* _Exercise prompt_:
Repeat the rows below word for word, starting at the very first line and ending at the line that contains "[482,325,815,763]", with both of those lines included.

* _Input_:
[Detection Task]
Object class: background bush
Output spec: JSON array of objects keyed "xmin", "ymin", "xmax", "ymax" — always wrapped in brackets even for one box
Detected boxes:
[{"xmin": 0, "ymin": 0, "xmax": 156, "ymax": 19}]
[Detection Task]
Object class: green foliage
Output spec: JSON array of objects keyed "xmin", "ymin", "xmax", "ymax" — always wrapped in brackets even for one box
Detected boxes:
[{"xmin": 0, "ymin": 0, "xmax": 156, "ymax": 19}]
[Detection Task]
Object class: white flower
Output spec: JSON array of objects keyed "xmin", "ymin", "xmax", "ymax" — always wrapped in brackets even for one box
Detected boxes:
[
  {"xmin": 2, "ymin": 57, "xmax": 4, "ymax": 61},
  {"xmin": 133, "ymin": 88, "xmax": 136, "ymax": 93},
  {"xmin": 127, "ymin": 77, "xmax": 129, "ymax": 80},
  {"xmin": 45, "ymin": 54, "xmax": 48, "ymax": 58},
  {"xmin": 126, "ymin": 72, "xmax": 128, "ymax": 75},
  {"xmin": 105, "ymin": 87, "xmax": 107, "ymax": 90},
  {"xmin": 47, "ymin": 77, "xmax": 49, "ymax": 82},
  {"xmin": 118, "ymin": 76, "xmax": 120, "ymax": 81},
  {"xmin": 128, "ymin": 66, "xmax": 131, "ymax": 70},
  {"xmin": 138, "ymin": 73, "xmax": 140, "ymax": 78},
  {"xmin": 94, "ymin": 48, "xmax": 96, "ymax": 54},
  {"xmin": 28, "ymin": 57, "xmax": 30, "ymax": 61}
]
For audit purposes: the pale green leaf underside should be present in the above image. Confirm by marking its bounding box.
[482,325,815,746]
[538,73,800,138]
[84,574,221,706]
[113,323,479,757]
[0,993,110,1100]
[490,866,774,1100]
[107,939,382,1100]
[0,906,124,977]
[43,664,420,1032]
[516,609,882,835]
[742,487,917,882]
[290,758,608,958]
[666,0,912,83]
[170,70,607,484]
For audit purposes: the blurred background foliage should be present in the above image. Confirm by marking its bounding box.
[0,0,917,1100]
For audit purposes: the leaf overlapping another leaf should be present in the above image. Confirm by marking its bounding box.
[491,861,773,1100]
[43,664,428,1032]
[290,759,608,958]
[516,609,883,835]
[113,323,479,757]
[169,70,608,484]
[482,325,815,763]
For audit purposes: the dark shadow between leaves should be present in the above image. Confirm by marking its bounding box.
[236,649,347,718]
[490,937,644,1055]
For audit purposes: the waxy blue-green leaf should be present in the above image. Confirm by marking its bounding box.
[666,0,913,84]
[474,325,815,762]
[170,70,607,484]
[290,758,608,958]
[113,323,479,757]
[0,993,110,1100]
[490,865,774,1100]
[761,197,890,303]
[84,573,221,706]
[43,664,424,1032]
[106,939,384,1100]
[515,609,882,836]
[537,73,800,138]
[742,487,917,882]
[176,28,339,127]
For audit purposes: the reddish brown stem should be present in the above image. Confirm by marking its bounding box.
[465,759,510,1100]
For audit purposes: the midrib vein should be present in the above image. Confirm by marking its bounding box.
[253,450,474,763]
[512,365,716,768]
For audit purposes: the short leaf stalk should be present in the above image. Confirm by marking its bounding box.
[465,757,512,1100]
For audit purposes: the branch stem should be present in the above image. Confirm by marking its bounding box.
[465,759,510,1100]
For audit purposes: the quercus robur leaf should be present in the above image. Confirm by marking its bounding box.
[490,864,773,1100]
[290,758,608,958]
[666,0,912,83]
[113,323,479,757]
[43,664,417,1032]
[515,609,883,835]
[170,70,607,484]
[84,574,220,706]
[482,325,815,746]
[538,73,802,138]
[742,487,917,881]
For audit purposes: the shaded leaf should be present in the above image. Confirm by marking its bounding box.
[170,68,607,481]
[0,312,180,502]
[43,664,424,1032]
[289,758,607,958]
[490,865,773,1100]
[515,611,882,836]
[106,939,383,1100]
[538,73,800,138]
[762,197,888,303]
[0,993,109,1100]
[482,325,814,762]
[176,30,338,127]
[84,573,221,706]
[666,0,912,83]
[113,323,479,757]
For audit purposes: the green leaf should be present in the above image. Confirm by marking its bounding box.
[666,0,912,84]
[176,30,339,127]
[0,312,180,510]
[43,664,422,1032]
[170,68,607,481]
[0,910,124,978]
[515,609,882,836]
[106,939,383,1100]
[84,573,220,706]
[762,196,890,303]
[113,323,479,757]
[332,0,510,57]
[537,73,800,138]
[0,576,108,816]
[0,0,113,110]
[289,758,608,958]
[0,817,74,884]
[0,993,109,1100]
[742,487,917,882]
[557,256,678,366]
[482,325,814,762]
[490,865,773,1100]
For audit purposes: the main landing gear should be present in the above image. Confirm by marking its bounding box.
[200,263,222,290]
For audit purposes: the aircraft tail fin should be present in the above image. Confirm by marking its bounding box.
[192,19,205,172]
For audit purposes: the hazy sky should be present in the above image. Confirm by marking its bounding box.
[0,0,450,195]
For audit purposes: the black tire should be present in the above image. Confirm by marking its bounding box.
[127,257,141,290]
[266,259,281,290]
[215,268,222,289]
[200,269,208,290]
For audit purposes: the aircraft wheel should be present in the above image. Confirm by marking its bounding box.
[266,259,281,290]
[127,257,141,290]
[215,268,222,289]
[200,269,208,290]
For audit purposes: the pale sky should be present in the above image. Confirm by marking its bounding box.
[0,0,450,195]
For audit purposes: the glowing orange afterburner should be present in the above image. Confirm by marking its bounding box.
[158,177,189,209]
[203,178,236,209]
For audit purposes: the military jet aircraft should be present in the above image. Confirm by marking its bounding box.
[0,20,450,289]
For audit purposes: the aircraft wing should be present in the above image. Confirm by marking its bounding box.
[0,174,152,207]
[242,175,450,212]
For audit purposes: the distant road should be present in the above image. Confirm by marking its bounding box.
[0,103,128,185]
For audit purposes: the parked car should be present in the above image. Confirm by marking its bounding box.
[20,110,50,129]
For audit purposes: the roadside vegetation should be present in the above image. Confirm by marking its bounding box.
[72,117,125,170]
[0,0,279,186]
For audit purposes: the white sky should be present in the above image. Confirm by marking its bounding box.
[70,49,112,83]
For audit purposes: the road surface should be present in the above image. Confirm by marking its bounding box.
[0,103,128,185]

* _Answer to the task_:
[Detection Task]
Object class: background bush
Output spec: JSON array of objects keyed "xmin", "ymin", "xmax", "ymax" — always wrapped in brackets even for one box
Detected boxes:
[{"xmin": 0, "ymin": 0, "xmax": 156, "ymax": 19}]
[Detection Task]
Object class: green foliage
Output spec: JSON array of objects keyed "xmin", "ymin", "xmax", "ymax" — always wrapped in brackets even for one box
Detected boxes:
[{"xmin": 0, "ymin": 0, "xmax": 156, "ymax": 19}]
[Detection Task]
Object class: white flower
Output spec: JSON array of objects keyed "xmin", "ymin", "xmax", "ymax" — always wrapped in brackets even for one box
Detected boxes:
[
  {"xmin": 2, "ymin": 57, "xmax": 4, "ymax": 61},
  {"xmin": 133, "ymin": 88, "xmax": 136, "ymax": 93},
  {"xmin": 127, "ymin": 77, "xmax": 129, "ymax": 80},
  {"xmin": 45, "ymin": 54, "xmax": 48, "ymax": 58},
  {"xmin": 126, "ymin": 72, "xmax": 128, "ymax": 75},
  {"xmin": 105, "ymin": 87, "xmax": 107, "ymax": 90},
  {"xmin": 47, "ymin": 77, "xmax": 49, "ymax": 82},
  {"xmin": 118, "ymin": 76, "xmax": 120, "ymax": 81},
  {"xmin": 128, "ymin": 66, "xmax": 131, "ymax": 70},
  {"xmin": 138, "ymin": 73, "xmax": 140, "ymax": 78},
  {"xmin": 94, "ymin": 48, "xmax": 96, "ymax": 54},
  {"xmin": 28, "ymin": 57, "xmax": 30, "ymax": 61}
]
For audit purposes: the pale green leaf underside should be present in the above image. Confirm by marking its bounding box.
[482,325,815,746]
[538,73,800,138]
[84,574,221,706]
[113,323,479,757]
[0,993,110,1100]
[490,866,774,1100]
[107,939,382,1100]
[0,906,124,977]
[43,664,420,1032]
[516,609,882,835]
[742,487,917,882]
[290,758,608,958]
[666,0,912,83]
[170,70,607,484]
For audit purposes: the blurred background foliage should be present in the above image. Confirm by marking its bounding box.
[0,0,917,1100]
For audit purposes: the leaf overlapping another leaf should be present in the above image. Confirm by marking its bounding box.
[491,861,773,1100]
[43,664,428,1032]
[290,759,608,958]
[516,609,883,835]
[113,323,479,757]
[169,70,608,484]
[482,325,815,763]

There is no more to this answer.